INFORMATION Block Start

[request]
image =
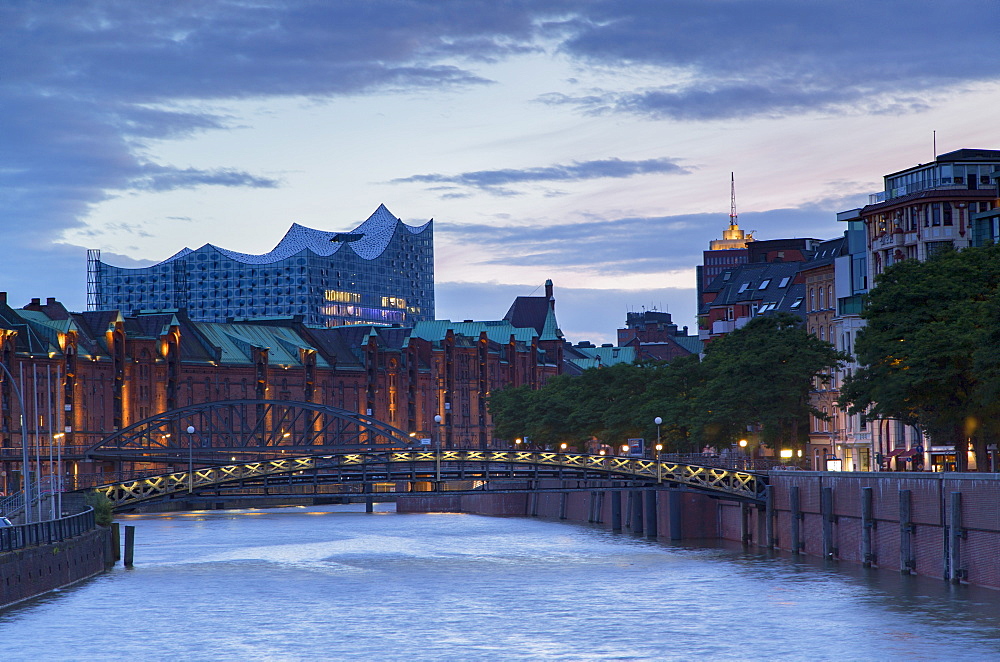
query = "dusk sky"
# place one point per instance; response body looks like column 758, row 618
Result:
column 588, row 142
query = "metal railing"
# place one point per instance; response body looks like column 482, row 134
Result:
column 47, row 532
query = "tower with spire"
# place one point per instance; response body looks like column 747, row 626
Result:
column 726, row 253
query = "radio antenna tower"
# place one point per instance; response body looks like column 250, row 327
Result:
column 732, row 208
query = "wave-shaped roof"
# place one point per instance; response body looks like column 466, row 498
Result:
column 374, row 235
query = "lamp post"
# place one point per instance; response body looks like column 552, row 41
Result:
column 25, row 457
column 437, row 453
column 190, row 432
column 57, row 503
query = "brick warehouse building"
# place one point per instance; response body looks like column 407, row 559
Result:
column 85, row 375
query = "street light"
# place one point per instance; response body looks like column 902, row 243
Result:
column 437, row 454
column 190, row 432
column 25, row 469
column 57, row 503
column 657, row 421
column 659, row 465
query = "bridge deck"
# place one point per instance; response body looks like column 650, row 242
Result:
column 437, row 468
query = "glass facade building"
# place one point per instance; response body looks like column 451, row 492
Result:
column 382, row 272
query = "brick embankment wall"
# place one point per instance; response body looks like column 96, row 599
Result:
column 944, row 525
column 30, row 572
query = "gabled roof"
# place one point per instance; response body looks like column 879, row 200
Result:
column 763, row 282
column 498, row 331
column 536, row 313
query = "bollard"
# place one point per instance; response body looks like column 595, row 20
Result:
column 793, row 497
column 867, row 526
column 676, row 509
column 906, row 560
column 129, row 544
column 956, row 534
column 651, row 528
column 116, row 542
column 637, row 512
column 770, row 515
column 826, row 511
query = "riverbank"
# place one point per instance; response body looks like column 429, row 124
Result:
column 944, row 525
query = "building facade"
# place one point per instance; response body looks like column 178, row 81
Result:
column 84, row 376
column 382, row 272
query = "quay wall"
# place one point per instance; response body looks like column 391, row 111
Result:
column 944, row 525
column 33, row 571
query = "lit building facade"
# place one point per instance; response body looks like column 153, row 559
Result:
column 382, row 272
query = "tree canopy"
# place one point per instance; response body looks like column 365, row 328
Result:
column 756, row 378
column 928, row 349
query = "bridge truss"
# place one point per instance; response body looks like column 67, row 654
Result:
column 432, row 469
column 239, row 431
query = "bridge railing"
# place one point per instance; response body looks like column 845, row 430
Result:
column 439, row 465
column 46, row 532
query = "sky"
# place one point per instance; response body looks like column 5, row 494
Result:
column 589, row 142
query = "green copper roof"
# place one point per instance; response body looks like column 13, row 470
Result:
column 497, row 331
column 238, row 340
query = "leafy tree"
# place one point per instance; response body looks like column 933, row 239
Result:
column 928, row 349
column 761, row 376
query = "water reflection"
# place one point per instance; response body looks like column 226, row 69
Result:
column 336, row 583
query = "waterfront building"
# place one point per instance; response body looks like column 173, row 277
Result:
column 921, row 210
column 928, row 207
column 382, row 272
column 654, row 336
column 819, row 280
column 86, row 375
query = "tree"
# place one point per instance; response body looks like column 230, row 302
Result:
column 928, row 349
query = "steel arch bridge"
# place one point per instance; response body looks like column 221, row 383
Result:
column 283, row 447
column 230, row 431
column 438, row 470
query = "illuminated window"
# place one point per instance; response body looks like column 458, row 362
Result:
column 394, row 302
column 342, row 297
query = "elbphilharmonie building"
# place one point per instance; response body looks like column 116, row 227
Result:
column 382, row 272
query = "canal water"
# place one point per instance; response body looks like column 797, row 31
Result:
column 335, row 583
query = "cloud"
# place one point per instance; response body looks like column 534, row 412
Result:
column 497, row 181
column 635, row 245
column 781, row 57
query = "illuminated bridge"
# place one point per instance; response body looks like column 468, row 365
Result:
column 284, row 448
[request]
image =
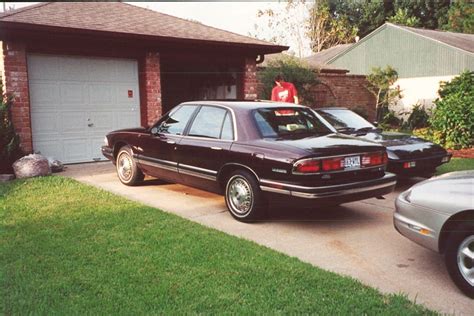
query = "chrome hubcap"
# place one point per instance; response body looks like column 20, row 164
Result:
column 240, row 196
column 124, row 166
column 466, row 259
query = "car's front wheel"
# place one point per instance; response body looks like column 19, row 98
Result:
column 460, row 259
column 127, row 169
column 243, row 197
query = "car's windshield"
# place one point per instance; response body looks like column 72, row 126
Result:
column 289, row 122
column 345, row 120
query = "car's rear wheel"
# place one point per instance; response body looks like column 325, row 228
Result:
column 243, row 197
column 127, row 169
column 460, row 258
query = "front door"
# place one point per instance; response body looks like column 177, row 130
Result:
column 157, row 152
column 205, row 148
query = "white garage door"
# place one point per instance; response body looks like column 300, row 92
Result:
column 75, row 101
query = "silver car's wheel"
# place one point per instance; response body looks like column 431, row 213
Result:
column 466, row 259
column 243, row 197
column 460, row 258
column 127, row 170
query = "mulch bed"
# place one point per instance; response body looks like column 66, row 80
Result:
column 462, row 153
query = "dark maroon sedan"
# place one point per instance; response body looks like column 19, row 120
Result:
column 251, row 151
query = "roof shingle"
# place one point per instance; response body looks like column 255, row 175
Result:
column 118, row 17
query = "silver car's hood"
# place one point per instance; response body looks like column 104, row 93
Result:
column 448, row 193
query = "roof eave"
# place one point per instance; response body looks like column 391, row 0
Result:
column 5, row 26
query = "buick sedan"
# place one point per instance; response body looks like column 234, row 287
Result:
column 251, row 151
column 408, row 156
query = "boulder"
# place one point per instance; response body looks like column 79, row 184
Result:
column 55, row 165
column 33, row 165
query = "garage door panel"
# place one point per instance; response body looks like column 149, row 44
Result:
column 75, row 101
column 127, row 71
column 50, row 148
column 45, row 94
column 72, row 94
column 102, row 94
column 44, row 124
column 73, row 69
column 76, row 149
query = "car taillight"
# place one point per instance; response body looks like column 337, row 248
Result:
column 307, row 166
column 333, row 164
column 374, row 159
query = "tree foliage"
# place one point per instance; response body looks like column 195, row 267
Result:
column 461, row 17
column 381, row 86
column 9, row 140
column 292, row 70
column 401, row 17
column 452, row 123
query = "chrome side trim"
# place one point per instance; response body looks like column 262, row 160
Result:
column 327, row 194
column 197, row 174
column 196, row 169
column 157, row 165
column 342, row 192
column 275, row 190
column 281, row 184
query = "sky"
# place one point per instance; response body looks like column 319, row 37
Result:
column 238, row 17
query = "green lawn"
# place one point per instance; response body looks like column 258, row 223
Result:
column 67, row 248
column 456, row 164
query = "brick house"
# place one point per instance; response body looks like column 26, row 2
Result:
column 79, row 70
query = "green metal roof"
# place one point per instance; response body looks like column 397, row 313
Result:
column 412, row 52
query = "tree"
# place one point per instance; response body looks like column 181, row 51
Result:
column 381, row 86
column 9, row 140
column 286, row 26
column 325, row 30
column 452, row 122
column 294, row 71
column 461, row 17
column 401, row 17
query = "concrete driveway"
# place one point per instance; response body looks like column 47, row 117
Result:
column 356, row 239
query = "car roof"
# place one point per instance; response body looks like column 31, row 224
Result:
column 332, row 108
column 245, row 105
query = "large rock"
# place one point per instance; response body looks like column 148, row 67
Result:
column 31, row 166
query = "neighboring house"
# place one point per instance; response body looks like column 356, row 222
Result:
column 79, row 70
column 336, row 87
column 421, row 57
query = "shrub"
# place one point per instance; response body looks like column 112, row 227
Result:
column 292, row 70
column 452, row 121
column 9, row 140
column 418, row 118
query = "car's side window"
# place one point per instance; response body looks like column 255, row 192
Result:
column 177, row 120
column 208, row 122
column 227, row 131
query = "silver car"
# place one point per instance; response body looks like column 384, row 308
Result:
column 439, row 214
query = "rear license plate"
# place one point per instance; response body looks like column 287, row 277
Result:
column 352, row 162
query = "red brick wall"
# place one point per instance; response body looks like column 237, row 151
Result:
column 150, row 88
column 16, row 85
column 250, row 79
column 337, row 89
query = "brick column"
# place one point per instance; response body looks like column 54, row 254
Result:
column 16, row 85
column 150, row 88
column 250, row 79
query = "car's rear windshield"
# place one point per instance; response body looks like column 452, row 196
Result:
column 289, row 122
column 345, row 119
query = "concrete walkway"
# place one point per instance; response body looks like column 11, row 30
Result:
column 356, row 239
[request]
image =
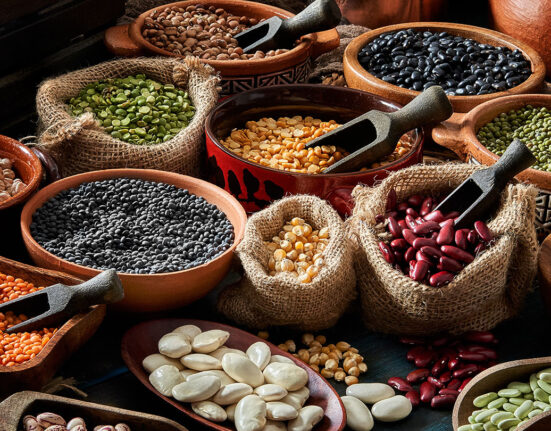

INFORMATION Block End

Pull every line with the string "chrome" from the data above.

> _RESULT OF THIS EXERCISE_:
query = "chrome hubcap"
query = "chrome side trim"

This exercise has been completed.